**ASSIGNMENT**:
Your response should consist solely of the records, written out exactly.

Referring expression pointing data:
►
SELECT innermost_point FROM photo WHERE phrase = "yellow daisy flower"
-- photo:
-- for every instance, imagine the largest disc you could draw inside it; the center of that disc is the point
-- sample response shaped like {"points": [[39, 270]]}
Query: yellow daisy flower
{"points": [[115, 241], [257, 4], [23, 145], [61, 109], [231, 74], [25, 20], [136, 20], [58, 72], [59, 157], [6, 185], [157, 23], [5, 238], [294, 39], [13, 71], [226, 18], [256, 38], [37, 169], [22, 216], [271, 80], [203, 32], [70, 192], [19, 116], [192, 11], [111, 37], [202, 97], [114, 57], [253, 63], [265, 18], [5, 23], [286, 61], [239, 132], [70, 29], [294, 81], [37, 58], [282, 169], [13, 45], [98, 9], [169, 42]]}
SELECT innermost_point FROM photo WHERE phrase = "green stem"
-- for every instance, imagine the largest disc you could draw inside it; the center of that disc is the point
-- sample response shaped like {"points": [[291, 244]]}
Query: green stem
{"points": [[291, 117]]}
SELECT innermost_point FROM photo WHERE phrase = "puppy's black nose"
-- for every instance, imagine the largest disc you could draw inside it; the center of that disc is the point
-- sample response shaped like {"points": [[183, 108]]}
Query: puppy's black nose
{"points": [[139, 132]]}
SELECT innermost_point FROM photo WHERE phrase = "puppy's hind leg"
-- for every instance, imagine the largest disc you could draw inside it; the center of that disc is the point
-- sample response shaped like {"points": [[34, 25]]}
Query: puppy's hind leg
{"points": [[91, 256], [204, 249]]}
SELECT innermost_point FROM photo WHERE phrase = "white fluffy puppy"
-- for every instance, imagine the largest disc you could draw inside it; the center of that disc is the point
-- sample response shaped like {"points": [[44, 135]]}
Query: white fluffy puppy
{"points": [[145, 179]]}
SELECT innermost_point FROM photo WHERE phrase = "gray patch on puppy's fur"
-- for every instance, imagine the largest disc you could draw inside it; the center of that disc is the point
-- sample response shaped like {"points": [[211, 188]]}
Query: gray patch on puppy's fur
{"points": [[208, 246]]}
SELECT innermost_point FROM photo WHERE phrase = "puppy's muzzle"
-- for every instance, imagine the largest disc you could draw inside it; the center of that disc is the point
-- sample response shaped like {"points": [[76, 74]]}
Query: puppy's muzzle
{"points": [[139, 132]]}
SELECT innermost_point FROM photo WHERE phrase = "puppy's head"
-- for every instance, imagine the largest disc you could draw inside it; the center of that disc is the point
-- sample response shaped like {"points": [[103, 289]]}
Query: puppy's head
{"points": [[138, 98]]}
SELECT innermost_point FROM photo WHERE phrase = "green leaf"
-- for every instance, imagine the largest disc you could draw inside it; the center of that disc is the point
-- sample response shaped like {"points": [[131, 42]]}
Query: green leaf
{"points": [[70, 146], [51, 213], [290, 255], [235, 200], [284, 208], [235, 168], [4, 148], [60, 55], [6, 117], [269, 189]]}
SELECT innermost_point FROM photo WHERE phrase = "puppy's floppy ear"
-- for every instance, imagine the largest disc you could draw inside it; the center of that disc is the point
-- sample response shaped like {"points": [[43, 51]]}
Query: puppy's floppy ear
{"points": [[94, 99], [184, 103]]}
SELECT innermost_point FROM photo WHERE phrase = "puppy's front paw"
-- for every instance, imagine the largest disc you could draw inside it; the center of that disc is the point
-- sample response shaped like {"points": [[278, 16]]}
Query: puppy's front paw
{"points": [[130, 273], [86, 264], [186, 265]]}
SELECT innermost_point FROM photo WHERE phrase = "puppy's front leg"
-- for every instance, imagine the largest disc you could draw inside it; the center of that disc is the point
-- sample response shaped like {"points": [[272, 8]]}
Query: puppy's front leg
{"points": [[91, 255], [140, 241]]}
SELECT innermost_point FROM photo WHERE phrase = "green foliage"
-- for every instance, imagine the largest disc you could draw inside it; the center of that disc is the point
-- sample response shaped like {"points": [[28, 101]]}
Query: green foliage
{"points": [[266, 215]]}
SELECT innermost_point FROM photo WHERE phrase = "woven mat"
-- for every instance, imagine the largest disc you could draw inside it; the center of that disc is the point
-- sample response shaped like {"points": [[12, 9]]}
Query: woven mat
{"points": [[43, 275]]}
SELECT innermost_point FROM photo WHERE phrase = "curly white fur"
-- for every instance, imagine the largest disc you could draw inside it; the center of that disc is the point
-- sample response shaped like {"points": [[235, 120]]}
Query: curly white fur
◄
**THE ANSWER**:
SELECT innermost_point FROM photo WHERE phrase = "yellow daisy flower"
-- photo:
-- for every instance, imagine the largest disc you could draw inside it; the center of that disc is the point
-- sample response shaped like {"points": [[39, 270]]}
Query: yellow daisy flower
{"points": [[115, 241], [257, 4], [23, 145], [61, 109], [231, 74], [25, 20], [136, 20], [58, 72], [59, 157], [6, 185], [157, 23], [5, 238], [294, 39], [13, 71], [226, 18], [256, 38], [37, 169], [22, 216], [271, 80], [203, 32], [70, 192], [19, 116], [192, 11], [111, 37], [202, 97], [114, 57], [253, 63], [265, 18], [5, 23], [286, 61], [239, 132], [70, 29], [294, 81], [37, 58], [282, 169], [13, 45], [98, 9], [169, 42]]}
SELECT innermost_point FROM photo WHERE phrase = "green stem"
-- for every instance, imagine the largest disc you could draw inside it; the center of that disc is the point
-- sample response shaped like {"points": [[291, 244]]}
Query: green stem
{"points": [[291, 117]]}
SELECT innermost_point FROM photo WHERE phrase = "puppy's black nose"
-- for every instance, imagine the largest disc you could draw inside it; the center of that disc is the point
-- sample response shaped like {"points": [[183, 108]]}
Query: puppy's black nose
{"points": [[139, 132]]}
SELECT innermost_point FROM photo WHERE phrase = "puppy's hind leg"
-- for every instance, imagine the largest disc you could draw inside it; the center of that disc is the point
-- sample response shaped like {"points": [[34, 25]]}
Query: puppy's hind leg
{"points": [[91, 256], [204, 249]]}
SELECT innermost_point FROM photo WHERE phrase = "white fluffy puppy"
-- for every instance, imagine the largest disc you could draw inside it; the center of that disc is the point
-- sample response shaped like {"points": [[44, 135]]}
Query: white fluffy puppy
{"points": [[145, 179]]}
SELECT innermost_point FROM photo WHERE phrase = "gray patch on puppy's fur"
-- for every instance, imagine the largest disc you could draw inside it; the center of that disc is the point
-- sample response shaped like {"points": [[211, 188]]}
Query: gray patch on puppy's fur
{"points": [[208, 246]]}
SELECT innermost_point FROM photo WHERE phrase = "puppy's muzzle"
-- for every instance, imagine the largest disc you could draw inside it; the center of that disc is the point
-- sample response shaped like {"points": [[76, 74]]}
Query: puppy's muzzle
{"points": [[139, 132]]}
SELECT innermost_point FROM photo WHERE phrase = "puppy's head"
-- for every instance, imagine the largest disc you could draw inside it; the center of that disc is the point
-- sample response shaped like {"points": [[103, 289]]}
Query: puppy's head
{"points": [[138, 98]]}
SELECT innermost_point FROM photo WHERE phrase = "green leaf"
-- for every instance, imagine the largest disc you could draw inside it; the center of that disc is the point
-- sample response shaped like {"points": [[131, 42]]}
Query: green leaf
{"points": [[70, 146], [51, 213], [290, 255], [235, 200], [284, 208], [235, 168], [4, 148], [60, 55], [6, 117], [269, 189]]}
SELECT innermost_point FROM photo WHERE phrase = "puppy's floppy ear"
-- for every instance, imagine the largest disc you could draw inside it; the center of that disc is the point
-- sample response shaped like {"points": [[43, 51]]}
Query: puppy's floppy ear
{"points": [[94, 99], [184, 103]]}
SELECT innermost_point FROM photo WHERE phrase = "puppy's front paw"
-- for every instance, imagine the largest disc you could draw inside it; the center of that disc is the point
-- sample response shaped like {"points": [[278, 16]]}
Query: puppy's front paw
{"points": [[130, 273], [86, 264], [186, 265]]}
SELECT innermost_point FROM photo WHERE phrase = "puppy's front leg"
-- for every instance, imagine the largest disc you could draw inside it; the center of that disc is the point
-- sample response shaped like {"points": [[272, 8]]}
Query: puppy's front leg
{"points": [[91, 255], [140, 241]]}
SELECT innermost_point FROM photo WHERE phrase = "green foliage"
-- for every instance, imagine the largest disc you could draw inside it; the center of that disc is the point
-- sample response shaped like {"points": [[28, 101]]}
Query: green foliage
{"points": [[266, 215]]}
SELECT innermost_point FROM photo WHERE phrase = "woven mat"
-- for every instance, imagine the largest disc you could draw inside it; the center of that disc is the point
-- sample response shaped like {"points": [[12, 9]]}
Query: woven mat
{"points": [[43, 275]]}
SELECT innermost_point FROM photo WHERE phrase = "curly white fur"
-- for every instance, imagine the largest disc you could draw inside it; the center of that disc is the point
-- sample response shaped like {"points": [[235, 120]]}
Query: curly white fur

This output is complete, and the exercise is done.